**SELECTED EXCERPT:**
○ ○ ○ ○ ○ ○ ○

Maybe I should have started a new thread but I just wanted to ask- we are looking for quite a serious school(in as much as you can be serious as a child) for the girls. The reason I say this is that three generations of the family have been serious about ballet and my mother was, in particular. She considered it as a career. Anyway, we want somewhere that puts children in for RAD exams and where the teaching is, well again, serious.


Do you think that DBS is the answer and, if not, where would you recommend?


Many thanks for any suggestions.

I hace experienced both DBS and Chelsea Ballet school which holds classes in St Barnabus Church Hall in the village.


DBS seems the most serious - RAD syllabus, regular large scale productions of real ballets and lets the children know about auditions eg for the London Children's Ballet.


Chelsea Ballet doesn't seem to link the children to the wider ballet world and follows the Cecchetti method.

How interesting. Thank you so much, Trinity. Funnily enough, I did Cecchetti for a few years myself as I very much wanted to have a particular teacher who swore by it. I found it much harder to get good grades than with RAD and the actual exercises and barre-work were more challenging eg holding developes for much longer etc. However, this teacher was rather an outlier hence why I would like the girls to follow a more mainstream syllabus.

○ ○ ○ ○ ○ ○ ○

In the ballet school discussion, which method does Chelsea Ballet follow?

○ ○ ○ ○ ○ ○ ○

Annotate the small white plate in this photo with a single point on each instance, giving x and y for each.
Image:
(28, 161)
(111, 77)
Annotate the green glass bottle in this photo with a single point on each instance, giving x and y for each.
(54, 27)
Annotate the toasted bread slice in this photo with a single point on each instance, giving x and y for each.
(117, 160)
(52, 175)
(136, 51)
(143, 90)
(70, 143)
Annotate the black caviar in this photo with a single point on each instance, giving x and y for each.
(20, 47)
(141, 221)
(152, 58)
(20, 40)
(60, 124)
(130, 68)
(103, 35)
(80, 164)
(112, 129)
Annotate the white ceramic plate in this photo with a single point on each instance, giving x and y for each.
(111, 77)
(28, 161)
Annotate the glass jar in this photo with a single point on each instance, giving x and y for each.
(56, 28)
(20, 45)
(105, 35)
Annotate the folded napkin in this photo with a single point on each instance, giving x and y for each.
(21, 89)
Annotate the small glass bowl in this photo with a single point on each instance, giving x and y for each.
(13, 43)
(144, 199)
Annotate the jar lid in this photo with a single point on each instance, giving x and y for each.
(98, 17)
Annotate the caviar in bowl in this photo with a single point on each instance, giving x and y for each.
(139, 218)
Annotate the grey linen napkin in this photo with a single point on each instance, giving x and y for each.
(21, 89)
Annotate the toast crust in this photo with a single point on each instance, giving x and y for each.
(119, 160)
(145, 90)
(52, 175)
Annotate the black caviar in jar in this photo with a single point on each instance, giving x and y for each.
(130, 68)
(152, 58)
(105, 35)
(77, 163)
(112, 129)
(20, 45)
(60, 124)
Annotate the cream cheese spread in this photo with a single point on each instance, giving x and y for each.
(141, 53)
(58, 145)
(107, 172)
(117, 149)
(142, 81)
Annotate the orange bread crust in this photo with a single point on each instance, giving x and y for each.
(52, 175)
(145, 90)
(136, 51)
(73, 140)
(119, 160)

○ ○ ○ ○ ○ ○ ○

**COMPLETED EXERCISE:** The Cecchetti method.